▶
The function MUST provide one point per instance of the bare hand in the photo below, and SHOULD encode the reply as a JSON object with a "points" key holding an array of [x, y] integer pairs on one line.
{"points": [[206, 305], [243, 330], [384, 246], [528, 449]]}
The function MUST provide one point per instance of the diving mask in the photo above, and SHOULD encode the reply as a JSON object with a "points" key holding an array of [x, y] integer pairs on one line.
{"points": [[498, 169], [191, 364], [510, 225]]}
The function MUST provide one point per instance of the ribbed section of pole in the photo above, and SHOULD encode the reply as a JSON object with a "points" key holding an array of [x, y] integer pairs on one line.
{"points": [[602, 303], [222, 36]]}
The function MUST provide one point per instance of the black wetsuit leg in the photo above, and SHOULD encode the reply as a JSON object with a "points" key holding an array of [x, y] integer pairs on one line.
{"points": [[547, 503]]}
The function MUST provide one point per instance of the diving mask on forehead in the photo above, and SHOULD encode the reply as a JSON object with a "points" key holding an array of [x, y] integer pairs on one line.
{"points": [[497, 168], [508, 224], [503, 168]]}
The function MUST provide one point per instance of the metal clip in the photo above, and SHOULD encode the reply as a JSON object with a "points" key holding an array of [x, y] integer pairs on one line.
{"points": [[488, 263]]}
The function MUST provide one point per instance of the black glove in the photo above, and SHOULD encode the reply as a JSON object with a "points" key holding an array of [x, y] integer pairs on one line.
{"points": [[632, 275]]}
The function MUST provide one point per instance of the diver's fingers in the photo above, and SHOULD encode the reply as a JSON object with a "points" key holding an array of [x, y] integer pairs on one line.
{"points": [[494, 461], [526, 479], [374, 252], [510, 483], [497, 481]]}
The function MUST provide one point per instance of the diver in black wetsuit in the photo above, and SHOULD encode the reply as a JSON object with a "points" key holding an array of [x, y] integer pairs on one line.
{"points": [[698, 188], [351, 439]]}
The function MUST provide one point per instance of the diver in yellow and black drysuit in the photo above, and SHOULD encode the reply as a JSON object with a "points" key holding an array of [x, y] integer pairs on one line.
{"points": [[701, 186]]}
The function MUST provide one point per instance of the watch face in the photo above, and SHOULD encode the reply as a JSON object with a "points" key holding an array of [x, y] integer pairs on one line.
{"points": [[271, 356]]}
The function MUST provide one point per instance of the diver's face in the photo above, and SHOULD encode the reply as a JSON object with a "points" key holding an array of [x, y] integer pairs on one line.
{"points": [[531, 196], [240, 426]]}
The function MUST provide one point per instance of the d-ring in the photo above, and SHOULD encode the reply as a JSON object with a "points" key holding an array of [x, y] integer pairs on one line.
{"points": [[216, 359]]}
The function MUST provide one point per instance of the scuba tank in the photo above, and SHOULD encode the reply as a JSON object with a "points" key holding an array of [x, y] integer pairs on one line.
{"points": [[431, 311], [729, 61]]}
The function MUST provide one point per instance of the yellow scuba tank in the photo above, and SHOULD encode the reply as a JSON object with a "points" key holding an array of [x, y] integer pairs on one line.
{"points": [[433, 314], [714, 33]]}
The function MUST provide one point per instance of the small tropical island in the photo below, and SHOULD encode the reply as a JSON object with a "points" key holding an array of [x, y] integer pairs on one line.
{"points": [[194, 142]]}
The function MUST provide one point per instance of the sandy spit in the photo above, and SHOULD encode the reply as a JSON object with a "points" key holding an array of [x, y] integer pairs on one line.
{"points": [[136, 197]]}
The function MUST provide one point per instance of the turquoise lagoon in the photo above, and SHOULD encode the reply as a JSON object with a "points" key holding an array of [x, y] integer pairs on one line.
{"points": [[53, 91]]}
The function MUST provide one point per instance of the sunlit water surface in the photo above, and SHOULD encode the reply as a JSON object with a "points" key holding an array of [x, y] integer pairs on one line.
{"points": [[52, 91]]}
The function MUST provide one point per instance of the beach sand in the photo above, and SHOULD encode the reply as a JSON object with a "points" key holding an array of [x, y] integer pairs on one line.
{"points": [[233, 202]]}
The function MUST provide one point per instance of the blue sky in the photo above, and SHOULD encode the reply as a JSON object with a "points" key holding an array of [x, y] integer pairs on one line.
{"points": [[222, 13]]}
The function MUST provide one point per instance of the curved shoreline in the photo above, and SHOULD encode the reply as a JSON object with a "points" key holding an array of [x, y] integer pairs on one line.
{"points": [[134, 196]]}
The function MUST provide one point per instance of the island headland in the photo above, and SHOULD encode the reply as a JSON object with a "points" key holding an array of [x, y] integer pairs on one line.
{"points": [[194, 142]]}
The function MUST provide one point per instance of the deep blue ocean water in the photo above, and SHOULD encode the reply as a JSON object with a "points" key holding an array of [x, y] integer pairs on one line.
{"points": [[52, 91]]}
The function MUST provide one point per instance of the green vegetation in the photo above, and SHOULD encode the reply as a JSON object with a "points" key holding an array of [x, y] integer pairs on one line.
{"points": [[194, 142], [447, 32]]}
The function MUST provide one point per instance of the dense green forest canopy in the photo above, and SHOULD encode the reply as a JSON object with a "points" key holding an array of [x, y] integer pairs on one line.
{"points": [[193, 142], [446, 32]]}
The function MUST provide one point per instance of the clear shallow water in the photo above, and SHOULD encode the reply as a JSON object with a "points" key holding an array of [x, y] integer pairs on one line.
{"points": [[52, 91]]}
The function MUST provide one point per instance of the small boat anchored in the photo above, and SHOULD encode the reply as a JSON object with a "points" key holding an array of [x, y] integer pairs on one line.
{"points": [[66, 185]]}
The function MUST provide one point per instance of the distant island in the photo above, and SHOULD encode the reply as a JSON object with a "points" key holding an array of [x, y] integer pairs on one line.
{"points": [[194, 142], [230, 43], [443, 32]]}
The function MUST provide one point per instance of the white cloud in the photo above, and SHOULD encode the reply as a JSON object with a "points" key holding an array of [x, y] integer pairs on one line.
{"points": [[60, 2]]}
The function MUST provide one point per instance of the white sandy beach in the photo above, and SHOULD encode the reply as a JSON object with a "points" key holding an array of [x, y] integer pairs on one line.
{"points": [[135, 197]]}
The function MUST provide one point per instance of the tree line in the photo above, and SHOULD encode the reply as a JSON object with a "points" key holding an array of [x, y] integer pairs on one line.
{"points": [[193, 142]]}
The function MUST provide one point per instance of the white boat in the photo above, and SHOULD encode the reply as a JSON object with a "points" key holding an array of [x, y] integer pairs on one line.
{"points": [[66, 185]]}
◀
● Problem details:
Return all of the material precisely as written.

● Solution to this problem:
The function MUST provide one point per instance of the bare hand in the photo below, and SHOULD encode the reply as a JSON object with a "points" key holding an array of [x, y] integer pairs on one line.
{"points": [[206, 305], [243, 330], [384, 246], [528, 449]]}
The function MUST provide one point per instance of the diving mask in the photo above, and SHOULD encode the reply as a JSON object with a "points" key holding an array of [x, y] integer pairs on one line.
{"points": [[498, 169], [191, 364], [510, 225]]}
The function MUST provide one point per instance of the ribbed section of pole in the photo above, and SHOULD encode the reply as a JSON object with a "points" key holding an array of [x, y] integer pairs on one line.
{"points": [[602, 303], [222, 36]]}
The function MUST provide one point per instance of the black wetsuit leg in the photo above, and SHOULD encode the reply as a JSON object with a "points" key holding an array of [x, y] integer pairs on one line.
{"points": [[547, 503]]}
The function MUST provide one point per instance of the diving mask on forehead in the photo above, and SHOULD encode the reply as a JSON object with a "points" key holding an array of [x, y] integer pairs on one line.
{"points": [[497, 168], [508, 224], [503, 168]]}
The function MUST provide one point per instance of the metal clip in the photo above, and SHOULD encode the reply as a JSON object with a "points" key holding an array of [x, y] integer pairs on one line.
{"points": [[488, 263]]}
The function MUST provide one point per instance of the black glove in the photo above, and SHOULD encode the reply as a JSON object with a "points" key holding an array of [x, y] integer pairs on one line.
{"points": [[632, 275]]}
The function MUST provide one point per instance of the diver's fingers in the photo above, and SHOULD encode the reply as a JSON object with a "points" key holding an array of [x, y] integer pairs on one line.
{"points": [[494, 461], [526, 479], [374, 252], [510, 483], [497, 481]]}
The function MUST provide one point per instance of the diver in black wetsuit in the photo above, and SHOULD encode the reply as a JSON object with a "points" key holding an array of [x, y] integer pairs on one line.
{"points": [[698, 188], [351, 439]]}
The function MUST provide one point per instance of the diver in yellow and black drysuit in the photo above, and SHOULD encode the reply as a JSON object with a "points" key holding an array of [x, y] integer pairs on one line.
{"points": [[701, 186]]}
The function MUST provide one point per instance of the watch face in the photo above, and SHOULD encode the reply as a JSON object with a "points" key holding an array of [x, y] integer pairs on one line.
{"points": [[271, 356]]}
The function MUST provide one point per instance of the diver's face in the photo above, and SHOULD encode the reply as a JSON object with a "points" key holding an array of [x, y] integer pairs on one line.
{"points": [[531, 196], [240, 426]]}
The function MUST provide one point per instance of the d-ring in the photo above, and SHOULD encode the reply as a JSON object with a "points" key holding an array of [x, y] integer pairs on one line.
{"points": [[216, 359]]}
The function MUST provide one point per instance of the scuba tank in the photo above, and SHOULD encode the reply as a JSON object with a "points" key holding an array of [x, y] integer pairs on one line.
{"points": [[431, 311], [729, 61]]}
The function MUST provide one point per instance of the yellow scuba tank in the photo above, and SHOULD encode the reply as a JSON object with a "points" key holding an array of [x, y] integer pairs on one line.
{"points": [[433, 314], [714, 33]]}
The function MUST provide one point per instance of the small tropical island in the photo below, and SHOULD encode the reply as a JSON object with a "points" key holding an array of [x, y] integer pairs on one line.
{"points": [[194, 142]]}
The function MUST provide one point per instance of the sandy spit in the photo above, and SHOULD encode the reply as a JSON object with a "points" key holding an array of [x, y] integer pairs on one line.
{"points": [[136, 197]]}
The function MUST provide one point per instance of the turquoise lagoon in the photo above, and SHOULD encode the reply as a JSON object with a "points" key holding an array of [x, y] integer pairs on one line.
{"points": [[53, 91]]}
The function MUST provide one point per instance of the sunlit water surface in the photo above, and SHOULD encode the reply as a JSON object with a "points" key holding an array of [x, y] integer pairs on one line.
{"points": [[52, 91]]}
The function MUST provide one point per instance of the beach sand in the photo above, and SHOULD encode the reply as a JSON object with a "points" key holding an array of [x, y] integer pairs on one line.
{"points": [[233, 202]]}
The function MUST provide one point per instance of the blue sky in the photo above, and SHOULD encode the reply as a JSON object with a "points" key holding an array of [x, y] integer pairs on one line.
{"points": [[222, 13]]}
The function MUST provide one point per instance of the curved shoreline in the photo above, and SHOULD encode the reply as a JSON object with a "points" key holding an array of [x, y] integer pairs on one line.
{"points": [[134, 196]]}
The function MUST provide one point per instance of the island headland in the photo above, and SHOULD encode the reply as a JSON object with a "points" key holding an array of [x, y] integer pairs on one line.
{"points": [[194, 142]]}
The function MUST provide one point per instance of the deep blue ocean water in the photo above, and SHOULD encode the reply as a JSON object with a "points" key holding an array of [x, y] integer pairs on one line.
{"points": [[52, 91]]}
The function MUST provide one point per instance of the green vegetation in the photo above, and SHOULD encode the reply as a JSON object with a "points" key holding an array of [x, y] integer pairs on one line.
{"points": [[194, 142], [447, 32]]}
The function MUST provide one point per instance of the dense green forest canopy in the photo above, and SHOULD encode the reply as a JSON object with a "points" key holding an array of [x, y] integer pairs on one line.
{"points": [[193, 142], [446, 32]]}
The function MUST provide one point per instance of the clear shallow water in the photo above, and SHOULD encode the reply as a JSON object with a "points" key holding an array of [x, y] integer pairs on one line.
{"points": [[52, 91]]}
The function MUST provide one point per instance of the small boat anchored in the photo above, and SHOULD encode the reply as a JSON object with a "points" key holding an array of [x, y] integer pairs on one line.
{"points": [[66, 185]]}
The function MUST provide one point per instance of the distant island in the photo above, and SHOULD encode the reply as a JSON object with a "points" key holding an array of [x, y] integer pairs on one line.
{"points": [[194, 142], [230, 43], [443, 32]]}
The function MUST provide one point per instance of the white cloud in the photo above, and SHOULD encode the reply as a JSON object with a "points" key holding an array of [x, y] integer pairs on one line.
{"points": [[60, 2]]}
The function MUST provide one point per instance of the white sandy beach in the photo above, and SHOULD encode the reply as a JSON object with a "points" key holding an array of [x, y] integer pairs on one line.
{"points": [[135, 197]]}
The function MUST provide one point per instance of the tree line in the photo above, and SHOULD encode the reply as a JSON object with a "points" key holding an array of [x, y] integer pairs on one line.
{"points": [[193, 142]]}
The function MUST provide one point per instance of the white boat in the photo above, and SHOULD encode the reply as a JSON object with a "points" key holding an array of [x, y] integer pairs on one line.
{"points": [[66, 185]]}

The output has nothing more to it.